▸ Image point grounding data
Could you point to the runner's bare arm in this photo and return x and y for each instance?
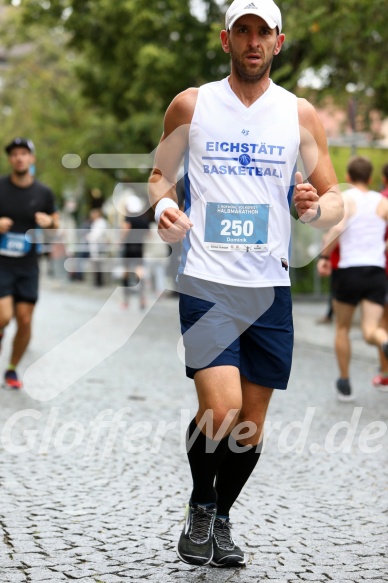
(322, 187)
(173, 223)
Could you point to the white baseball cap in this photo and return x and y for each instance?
(266, 9)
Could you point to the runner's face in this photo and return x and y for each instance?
(20, 160)
(252, 46)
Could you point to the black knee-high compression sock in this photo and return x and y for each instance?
(234, 471)
(205, 456)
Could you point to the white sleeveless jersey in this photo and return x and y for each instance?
(362, 241)
(239, 172)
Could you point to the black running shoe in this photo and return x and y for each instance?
(344, 391)
(196, 541)
(226, 552)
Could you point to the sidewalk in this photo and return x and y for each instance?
(95, 478)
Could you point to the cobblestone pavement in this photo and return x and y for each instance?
(94, 481)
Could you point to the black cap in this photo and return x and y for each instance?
(20, 143)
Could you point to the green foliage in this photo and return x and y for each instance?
(345, 39)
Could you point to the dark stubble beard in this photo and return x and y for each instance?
(244, 75)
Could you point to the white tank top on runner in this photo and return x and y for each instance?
(362, 242)
(239, 172)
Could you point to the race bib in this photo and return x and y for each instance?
(14, 244)
(236, 227)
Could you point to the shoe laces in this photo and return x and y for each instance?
(222, 534)
(201, 523)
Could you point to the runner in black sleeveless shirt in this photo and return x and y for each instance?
(25, 204)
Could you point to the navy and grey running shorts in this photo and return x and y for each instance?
(250, 328)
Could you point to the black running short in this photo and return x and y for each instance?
(361, 283)
(20, 282)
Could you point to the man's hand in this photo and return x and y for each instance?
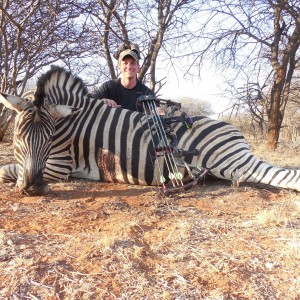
(110, 103)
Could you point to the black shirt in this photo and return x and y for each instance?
(114, 90)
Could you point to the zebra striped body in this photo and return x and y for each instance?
(93, 141)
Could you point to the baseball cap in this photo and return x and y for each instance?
(128, 52)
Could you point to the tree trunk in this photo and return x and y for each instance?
(275, 116)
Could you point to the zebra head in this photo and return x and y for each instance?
(34, 128)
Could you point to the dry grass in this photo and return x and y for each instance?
(89, 240)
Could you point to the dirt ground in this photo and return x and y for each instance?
(91, 240)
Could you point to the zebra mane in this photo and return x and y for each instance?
(56, 76)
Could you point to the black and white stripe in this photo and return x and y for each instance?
(102, 143)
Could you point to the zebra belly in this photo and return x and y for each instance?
(113, 170)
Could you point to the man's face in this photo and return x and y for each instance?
(129, 67)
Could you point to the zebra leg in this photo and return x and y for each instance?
(9, 173)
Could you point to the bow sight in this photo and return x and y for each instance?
(175, 174)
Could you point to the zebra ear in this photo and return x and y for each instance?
(13, 102)
(62, 111)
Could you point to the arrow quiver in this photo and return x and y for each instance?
(172, 168)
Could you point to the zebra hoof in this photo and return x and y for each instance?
(34, 190)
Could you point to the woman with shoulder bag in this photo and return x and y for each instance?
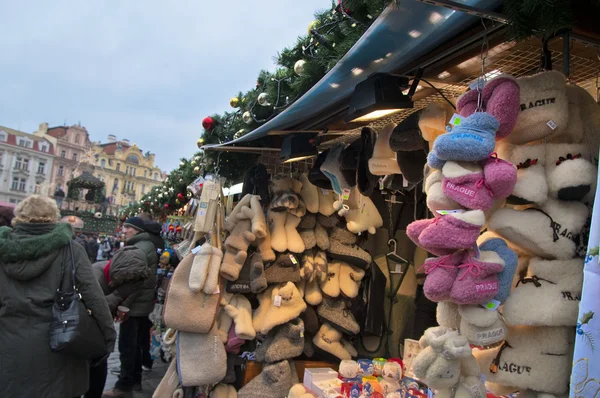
(38, 264)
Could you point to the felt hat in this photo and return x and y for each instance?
(316, 176)
(337, 313)
(557, 284)
(544, 107)
(286, 304)
(275, 381)
(434, 119)
(285, 268)
(283, 342)
(190, 347)
(136, 223)
(536, 358)
(366, 181)
(332, 168)
(547, 232)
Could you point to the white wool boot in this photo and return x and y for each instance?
(531, 186)
(295, 244)
(309, 194)
(557, 284)
(277, 220)
(200, 266)
(241, 313)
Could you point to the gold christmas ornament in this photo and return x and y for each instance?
(247, 117)
(263, 99)
(299, 66)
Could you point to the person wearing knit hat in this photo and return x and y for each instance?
(337, 313)
(383, 162)
(285, 268)
(286, 304)
(283, 342)
(190, 347)
(274, 381)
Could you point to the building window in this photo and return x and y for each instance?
(24, 143)
(18, 184)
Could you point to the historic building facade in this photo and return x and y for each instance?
(26, 164)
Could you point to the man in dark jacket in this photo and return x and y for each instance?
(92, 248)
(140, 304)
(118, 279)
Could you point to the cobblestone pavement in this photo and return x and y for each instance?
(150, 380)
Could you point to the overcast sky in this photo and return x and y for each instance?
(146, 70)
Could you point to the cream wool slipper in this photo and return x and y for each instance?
(547, 232)
(200, 266)
(331, 285)
(570, 173)
(295, 244)
(286, 304)
(326, 199)
(211, 286)
(241, 313)
(329, 339)
(482, 327)
(536, 358)
(309, 194)
(254, 212)
(557, 284)
(277, 221)
(350, 279)
(264, 303)
(312, 292)
(531, 186)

▸ What is being asked
Give back every entry verbatim. No pictures belong in the copy.

▸ Task solution
Could you point to the runner's bare arm in this photo and return x and y for each instance?
(322, 187)
(173, 223)
Could you point to the white baseball cap in this photo and return x and y for each instance?
(266, 9)
Could you point to the runner's face in this photo and return x and y for each instance?
(20, 160)
(252, 46)
Could you point to the black knee-high compression sock in this photo and return x and y for each instance?
(234, 471)
(205, 456)
Could you point to the white sleeveless jersey in this photo and return x and y for each instance?
(362, 241)
(239, 172)
Could you point to the black running shoe in this photo and return x and y for each instance?
(344, 391)
(196, 541)
(226, 552)
Could you point to the sidewalk in this photo and return x and y for each instance?
(95, 478)
Could you point to the cobblestone pavement in this photo and return x and y for each instance?
(94, 481)
Could you point to the black cap in this photo and return x and y for each instance?
(20, 143)
Could you point to the green foliage in this photo and return x and y for each instance?
(345, 39)
Could you point to the dark stubble beard in this photo and return x and y for each instance?
(244, 75)
Could you point to the white tank top on runner in this photo and return x and y for each instance?
(362, 242)
(239, 172)
Could you point to the race bib in this photo and return x and y for each instance?
(14, 244)
(236, 227)
Could you point to the shoe laces in this photo and return x and y for each instance?
(222, 534)
(201, 523)
Could you point to the runner in black sleeveless shirt in this photo and return x and y for each instance?
(25, 204)
Could you point to the navy and grey running shorts in this photo and return x and y for each instance?
(250, 328)
Could you point to the black running short in this photo and return x and y for each instance?
(361, 283)
(20, 282)
Could you point to the man's hand in this photo and return x and y for each instance?
(110, 103)
Could you point to the black shirt in this photo and return x and y for each instance?
(114, 90)
Could you point to the zebra striped body in this photo and return x and y for each instance?
(93, 141)
Could you point to the baseball cap in this photo and return x and y for each instance?
(128, 52)
Could you point to the tree trunk in this photo and return x and y for each instance?
(275, 116)
Could you point to the zebra head in this photo and return x and y for each instance?
(34, 128)
Could you point to the dry grass in this photo and return x and y for each instance?
(89, 240)
Could you point to the dirt ground in this photo and return x and y for each instance?
(91, 240)
Could you point to the zebra mane in this photo and return x and y for each instance?
(56, 76)
Could you point to the black and white stripe in this photo and return x and y for each instance?
(102, 143)
Could you point to the zebra belly in this photo and return x and y for each instance?
(113, 170)
Could you point to the man's face in this photo and return x and y for each instance?
(129, 67)
Could you point to the zebra leg in this photo and return x and y for each instance?
(9, 173)
Could you point to the bow sight in this photo and return x and y for each instance?
(175, 174)
Could you point to the zebra ear in this photo and return x and y for each instance?
(13, 102)
(62, 111)
Could you point to the arrow quiver in this photo and return x and y for each instance?
(172, 168)
Could you point to the zebra hoof in this photo and return x and y for each instance?
(34, 190)
Could you point to the woman with shoulder bag in this photo and return x and y for each instance?
(38, 264)
Could you point to the felt hat in this photo and return x and y for each instance?
(316, 176)
(337, 313)
(557, 284)
(544, 107)
(286, 304)
(275, 381)
(434, 119)
(285, 268)
(283, 342)
(190, 347)
(136, 223)
(536, 358)
(366, 181)
(332, 168)
(547, 232)
Could you point to the white wool boot in this photo and return x and y for each instance?
(531, 186)
(295, 244)
(309, 194)
(557, 284)
(277, 220)
(200, 266)
(241, 313)
Could you point to the gold christmas ornament in this photo and return x and y for each instance?
(247, 117)
(263, 99)
(299, 66)
Could you point to the person wearing knit hat in this photo and return x and y for each instance?
(337, 313)
(383, 162)
(285, 268)
(286, 304)
(283, 342)
(190, 347)
(274, 381)
Could you point to the building window in this photo and return x and y for each instance?
(24, 143)
(18, 184)
Could you point to the historic building facade in this photo and return x and y for each instance?
(26, 164)
Could you point to the man in dark jacket in this photo and return x and y for each instance?
(92, 248)
(140, 304)
(118, 279)
Could you point to the cobblestone pavement in this photo and return x and y for each instance?
(150, 380)
Could you point to the overcast sky in this photo and return x and y for each instance?
(146, 70)
Could you point to the cream wool slipper in this photo and return x and y for each instance?
(547, 232)
(200, 266)
(331, 285)
(570, 173)
(295, 244)
(286, 304)
(326, 199)
(211, 286)
(241, 313)
(329, 339)
(482, 327)
(536, 358)
(309, 194)
(254, 212)
(557, 284)
(277, 221)
(350, 279)
(264, 303)
(312, 292)
(531, 186)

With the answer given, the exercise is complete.